PROVIDED PASSAGE
As a baseline I started with a test target facing the sun, ambient only:

The criteria for exposure was keeping the white towel (i.e. textured highlights) below clipping. Here's the same target with the same light hitting from the other direction, exposed exactly the same way: to retain the highlght detail.

Both are exposed the same way and "technically correct" in the sense of preserving highlight detail, but look radically different "perceptually" due to the way the content is presented in the photo. To a great extent what we perceive is driven not by what the eyes record, but rather by what the brain expects. Your brain know the towel should be white and if you've ever used a gray card you have a reasonable expectation of what it should look like. The first image where those "reference tones" are prominent and well exposed create the impression the entire scene is well exposed when in fact the shadows cast on the card in the first shot are similar to those on the shaded side of the card in the second.
The basic cause and effect of photography is using contrast patterns to attract the eye and create the illusion of 3D. The angle of the dominant "key" light creates the highlights and shadows which the brain uses to intuit shape, and the amount of detail in the shadows created by the fill source (whatever it is) provide additional clues about shape and texture. Over the history of photography its practitioners learned how to cope with scene contrast and use that contrast to their advantage.
The earliest photographers used orthochromatic films that could be developed under red safe lights. That allowed them to develop the negatives by eye to fit any scene to the range of the print paper. Adams, who started using ortho film, quantified that "seat of the pants / eyeball" method into the Zone System which allowed doing the same the same thing --adjust development of the negative to fit the paper -- in the total darkness needed for developing panchromatic films. The other method used for B&W was to change paper grades to fit the range of the negative would would vary due to scene range and development time.
Either way photographers of the B&W era didn't need to be concern much with film vs scene range because the underlying technology took care of matching both. Get the two end points - max black from clear areas of the neg, and pure white by matching neg. range to the paper range -- and all the tones in between fell normally both technically and perceptually because most of the photographic response curve is linear. In simpler terms if you shot a gray scale on B&W film it could be reproduced to look exactly the same.

DIRECTIVES
1 > Reproduce the passage on exposure and photographic contrast between "Either way photographers" and "exactly the same.", inclusive, swapping "B&W" for "black-and-white" each time it appears.
2 > Render the entries between the lines holding "In this exercise you will indicate the blue" and "x=248, y=182", inclusive, as a JSON list of strings with one string per line and blank lines omitted.

TASK DATA
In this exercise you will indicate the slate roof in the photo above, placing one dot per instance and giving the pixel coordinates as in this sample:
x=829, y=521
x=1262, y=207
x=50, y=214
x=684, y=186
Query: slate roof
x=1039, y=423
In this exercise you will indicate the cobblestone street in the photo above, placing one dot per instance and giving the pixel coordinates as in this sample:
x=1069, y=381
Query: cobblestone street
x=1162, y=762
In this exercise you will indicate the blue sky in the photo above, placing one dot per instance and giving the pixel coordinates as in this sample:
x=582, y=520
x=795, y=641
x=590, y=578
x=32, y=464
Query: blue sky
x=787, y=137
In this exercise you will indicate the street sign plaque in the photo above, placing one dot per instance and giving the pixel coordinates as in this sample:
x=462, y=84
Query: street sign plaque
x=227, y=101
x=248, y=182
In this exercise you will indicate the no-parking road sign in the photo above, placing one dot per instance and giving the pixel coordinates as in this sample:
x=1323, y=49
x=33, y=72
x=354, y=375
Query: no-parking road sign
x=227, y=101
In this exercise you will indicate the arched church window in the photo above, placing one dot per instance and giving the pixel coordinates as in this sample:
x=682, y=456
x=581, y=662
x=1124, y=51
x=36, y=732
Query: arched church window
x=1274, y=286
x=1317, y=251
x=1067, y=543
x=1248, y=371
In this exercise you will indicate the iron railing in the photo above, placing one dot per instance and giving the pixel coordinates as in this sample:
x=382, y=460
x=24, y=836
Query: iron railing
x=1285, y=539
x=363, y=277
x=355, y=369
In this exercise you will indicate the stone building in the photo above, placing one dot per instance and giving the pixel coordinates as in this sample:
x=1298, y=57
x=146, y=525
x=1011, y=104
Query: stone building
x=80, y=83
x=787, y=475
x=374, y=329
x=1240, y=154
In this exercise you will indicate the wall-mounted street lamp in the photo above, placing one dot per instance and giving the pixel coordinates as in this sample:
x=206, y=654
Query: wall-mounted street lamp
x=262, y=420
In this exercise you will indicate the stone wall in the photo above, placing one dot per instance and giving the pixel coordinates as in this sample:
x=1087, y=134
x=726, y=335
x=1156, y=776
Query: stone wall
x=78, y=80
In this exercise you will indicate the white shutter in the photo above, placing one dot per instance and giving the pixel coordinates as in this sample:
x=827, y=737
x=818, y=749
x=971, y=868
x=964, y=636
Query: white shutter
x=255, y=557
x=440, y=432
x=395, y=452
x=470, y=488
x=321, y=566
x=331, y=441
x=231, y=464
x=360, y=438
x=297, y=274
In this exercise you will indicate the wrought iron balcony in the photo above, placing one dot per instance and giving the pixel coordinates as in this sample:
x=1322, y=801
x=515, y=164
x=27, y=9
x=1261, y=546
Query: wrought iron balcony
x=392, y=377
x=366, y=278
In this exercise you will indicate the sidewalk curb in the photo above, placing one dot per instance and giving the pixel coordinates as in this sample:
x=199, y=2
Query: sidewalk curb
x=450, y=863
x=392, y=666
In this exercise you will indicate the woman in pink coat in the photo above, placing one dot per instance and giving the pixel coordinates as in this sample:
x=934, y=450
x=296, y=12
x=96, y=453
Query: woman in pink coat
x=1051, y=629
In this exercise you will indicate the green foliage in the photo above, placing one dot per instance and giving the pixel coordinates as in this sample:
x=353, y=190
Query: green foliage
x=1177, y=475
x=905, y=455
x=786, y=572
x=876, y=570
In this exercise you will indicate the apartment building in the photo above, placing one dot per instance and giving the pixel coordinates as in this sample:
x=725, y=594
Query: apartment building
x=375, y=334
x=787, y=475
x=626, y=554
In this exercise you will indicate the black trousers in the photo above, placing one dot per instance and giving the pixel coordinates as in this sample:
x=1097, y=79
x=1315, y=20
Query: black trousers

RESULTS
1 >
Either way photographers of the black-and-white era didn't need to be concern much with film vs scene range because the underlying technology took care of matching both. Get the two end points - max black from clear areas of the neg, and pure white by matching neg. range to the paper range -- and all the tones in between fell normally both technically and perceptually because most of the photographic response curve is linear. In simpler terms if you shot a gray scale on black-and-white film it could be reproduced to look exactly the same.

2 >
[
  "In this exercise you will indicate the blue sky in the photo above, placing one dot per instance and giving the pixel coordinates as in this sample:",
  "x=582, y=520",
  "x=795, y=641",
  "x=590, y=578",
  "x=32, y=464",
  "Query: blue sky",
  "x=787, y=137",
  "In this exercise you will indicate the street sign plaque in the photo above, placing one dot per instance and giving the pixel coordinates as in this sample:",
  "x=462, y=84",
  "Query: street sign plaque",
  "x=227, y=101",
  "x=248, y=182"
]